Can you repeat the stretch of the ImageCLEF passage from "3.1 Task Setup" through "the past [13].", substituting "caption generation" for "caption prediction"?

*** Selected passage ***

The number of registrations could be interpreted as the initial interest that the community has for the evaluation. However, it is a bit misleading because several persons from the same institution might register, even though in the end they count as a single group participation. The EUA explicitly requires all groups that get access to the data to participate, even though this is not enforced. Unfortunately, the percentage of groups that submit results is often limited. Nevertheless, as observed in studies of scholarly impact [36, 37], in subsequent years the datasets and challenges provided by ImageCLEF often get used, in part due to the researchers that for some reason (e.g. alack of time, or other priorities) were unable to participate in the original event or did not complete the tasks by the deadlines.
After a decrease in participation in 2016, the participation again increased in 2017 and for 2018 it increased further. The number of signed EUAs is considerably higher, mostly due to the fact that this time each task had an independent EUA. Also, due to the change to crowdAI, the online registration became easier and attracted other research groups than usual, which made the registration-to-participation ratio lower than in previous years. Nevertheless, in the end, 31 groups participated and 28 working notes papers were submitted, which is a slight increase with respect to 2017. The following four sections are dedicated to each of the tasks. Only a short overview is reported, including general objectives, description of the tasks and datasets and a short summary of the results.
3 The Caption Task
This task studies algorithmic approaches to medical image understanding. As a testbed for doing so, teams were tasked with automatically “guessing” fitting keywords or free-text captions that best describe an image from a collection of images published in the biomedical literature.
3.1 Task Setup
Following the structure of the 2017 edition, two sub tasks were proposed. The first task, concept detection, aims to extract the main biomedical concepts represented in an image based only on its visual content. These concepts are UMLS (Unified Medical Language System®) Concept Unique Identifiers (CUIs). The second task, caption prediction, aims to compose coherent free-text captions describing the image based only on the visual information. Participants were, of course, allowed to use the UMLS CUIs extracted in the first task to compose captions from individual concepts. Figure 1 shows an example of the information available in the training set. An image is accompanied by a set of UMLS CUIs and a free-text caption. Compared to 2017 the data sets was modified strongly to respond to some of the difficulties with the task in the past [13].

*** End of Selected passage ***
*** The data ***

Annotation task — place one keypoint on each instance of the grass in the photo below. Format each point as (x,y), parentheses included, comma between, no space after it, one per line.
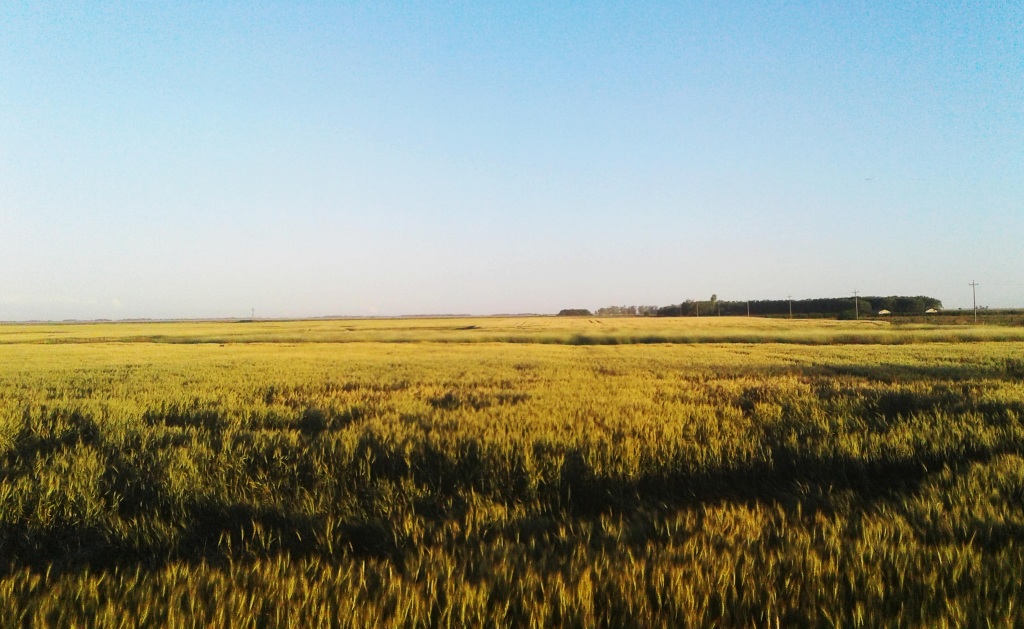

*** End of The data ***

Solved exercise.
3.1 Task Setup
Following the structure of the 2017 edition, two sub tasks were proposed. The first task, concept detection, aims to extract the main biomedical concepts represented in an image based only on its visual content. These concepts are UMLS (Unified Medical Language System®) Concept Unique Identifiers (CUIs). The second task, caption generation, aims to compose coherent free-text captions describing the image based only on the visual information. Participants were, of course, allowed to use the UMLS CUIs extracted in the first task to compose captions from individual concepts. Figure 1 shows an example of the information available in the training set. An image is accompanied by a set of UMLS CUIs and a free-text caption. Compared to 2017 the data sets was modified strongly to respond to some of the difficulties with the task in the past [13].